▶ Texte source
18L’analyse comparatiste retrouve elle aussi ces conclusions. Une série impressionnante de chercheurs depuis Dumézil et Paquette (Pascal Boyer et Jean Derive à partir de la tradition africaine, Joël Grisward sur le monde médiéval français, John Foley sur la tradition homérique et sur l’épopée serbo-croate...) ont donné eux aussi des descriptions très éloignées de la tradition25. Tout comme les chercheurs sur l’épique moderne, ils ont suivi l’appel d’Étiemble à repartir de zéro, et renoncé de facto à s’appuyer sur la théorie classique pour décrire le fonctionnement du genre. J’ai fait de même dans mon propre travail26. D’un point de vue méthodologique, la décision a consisté à privilégier la contextualisation des textes (pour comprendre ce que les mots voulaient dire dans leur cadre d’énonciation) et à mener une analyse précise et globale (pour construire la théorie par induction plutôt que de façon déductive à partir de la théorie existante). Les textes anciens sur lesquels j’ai travaillé se révélaient alors très proches des textes épiques modernes, menant eux aussi une déconstruction et même allant plus loin : inventant, à même le récit, des solutions politiques radicalement nouvelles, refondant le politique.

▶ Données stockées
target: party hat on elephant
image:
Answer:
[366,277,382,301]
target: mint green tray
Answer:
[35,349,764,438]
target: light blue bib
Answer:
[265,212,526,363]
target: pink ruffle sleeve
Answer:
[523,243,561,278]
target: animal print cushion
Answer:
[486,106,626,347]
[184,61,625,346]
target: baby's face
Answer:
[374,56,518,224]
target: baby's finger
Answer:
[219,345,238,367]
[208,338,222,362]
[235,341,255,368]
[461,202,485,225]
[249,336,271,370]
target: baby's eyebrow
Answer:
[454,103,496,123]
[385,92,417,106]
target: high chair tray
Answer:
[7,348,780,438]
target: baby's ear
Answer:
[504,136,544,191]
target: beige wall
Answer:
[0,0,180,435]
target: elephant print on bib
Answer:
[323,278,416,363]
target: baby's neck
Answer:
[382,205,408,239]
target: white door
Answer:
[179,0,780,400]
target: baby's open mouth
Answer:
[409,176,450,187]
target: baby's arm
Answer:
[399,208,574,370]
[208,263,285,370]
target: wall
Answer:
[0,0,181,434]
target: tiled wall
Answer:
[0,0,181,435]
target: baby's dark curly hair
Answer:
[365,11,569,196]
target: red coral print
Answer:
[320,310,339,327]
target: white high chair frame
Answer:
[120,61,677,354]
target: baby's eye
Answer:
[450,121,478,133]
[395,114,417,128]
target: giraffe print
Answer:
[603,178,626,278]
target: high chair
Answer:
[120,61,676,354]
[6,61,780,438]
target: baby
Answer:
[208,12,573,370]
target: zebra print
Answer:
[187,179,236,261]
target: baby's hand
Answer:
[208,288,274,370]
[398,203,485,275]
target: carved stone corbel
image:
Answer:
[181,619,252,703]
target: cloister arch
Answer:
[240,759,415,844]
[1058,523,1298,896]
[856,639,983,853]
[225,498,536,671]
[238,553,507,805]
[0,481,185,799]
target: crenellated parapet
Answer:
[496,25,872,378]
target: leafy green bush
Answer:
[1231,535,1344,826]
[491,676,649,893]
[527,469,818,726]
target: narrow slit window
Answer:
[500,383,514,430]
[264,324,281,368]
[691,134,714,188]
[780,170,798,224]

▶ Tâche courte A
Indiquez si chacune des affirmations suivantes concorde avec le texte sur l'analyse comparatiste, en répondant par oui ou par non et en citant les mots du texte qui tranchent.
(i) Joël Grisward a travaillé sur le monde médiéval français.
(ii) Les chercheurs cités se sont appuyés sur la théorie classique pour décrire le fonctionnement du genre.
(iii) La théorie a été construite de façon déductive à partir de la théorie existante.
▶ Tâche courte B
Répondez, s'il vous plaît, à ces questions d'après le texte sur l'analyse comparatiste :
(i) À partir de quelle tradition Pascal Boyer et Jean Derive ont-ils travaillé ?
(ii) De qui les chercheurs ont-ils suivi l'appel à repartir de zéro ?
(iii) De quels textes les textes anciens étudiés se révélaient-ils très proches ?
▶ Tâche courte C
Prolongez le texte sur l'analyse comparatiste en reprenant juste après sa dernière phrase.

▶ Résultat de l'exercice A
(i) Oui : « Joël Grisward sur le monde médiéval français ».
(ii) Non : « renoncé de facto à s’appuyer sur la théorie classique pour décrire le fonctionnement du genre ».
(iii) Non : « pour construire la théorie par induction plutôt que de façon déductive à partir de la théorie existante ».

▶ Résultat de l'exercice B
(i) La tradition africaine.
(ii) D'Étiemble.
(iii) Des textes épiques modernes.

▶ Résultat de l'exercice C
4. Travail épique et épopée refondatrice : l’exemple des Dits de Hōgen et de Heiji
19L’outil de cette refondation est ce que j’ai appelé le “travail épique”, qui consiste à mettre en scène un foisonnement de personnages dans des situations critiques, à montrer les innombrables délibérations et conseils qu’ils tiennent et les décisions qu’ils prennent, mais aussi les conséquences, à court et à très long terme, de toutes ces décisions.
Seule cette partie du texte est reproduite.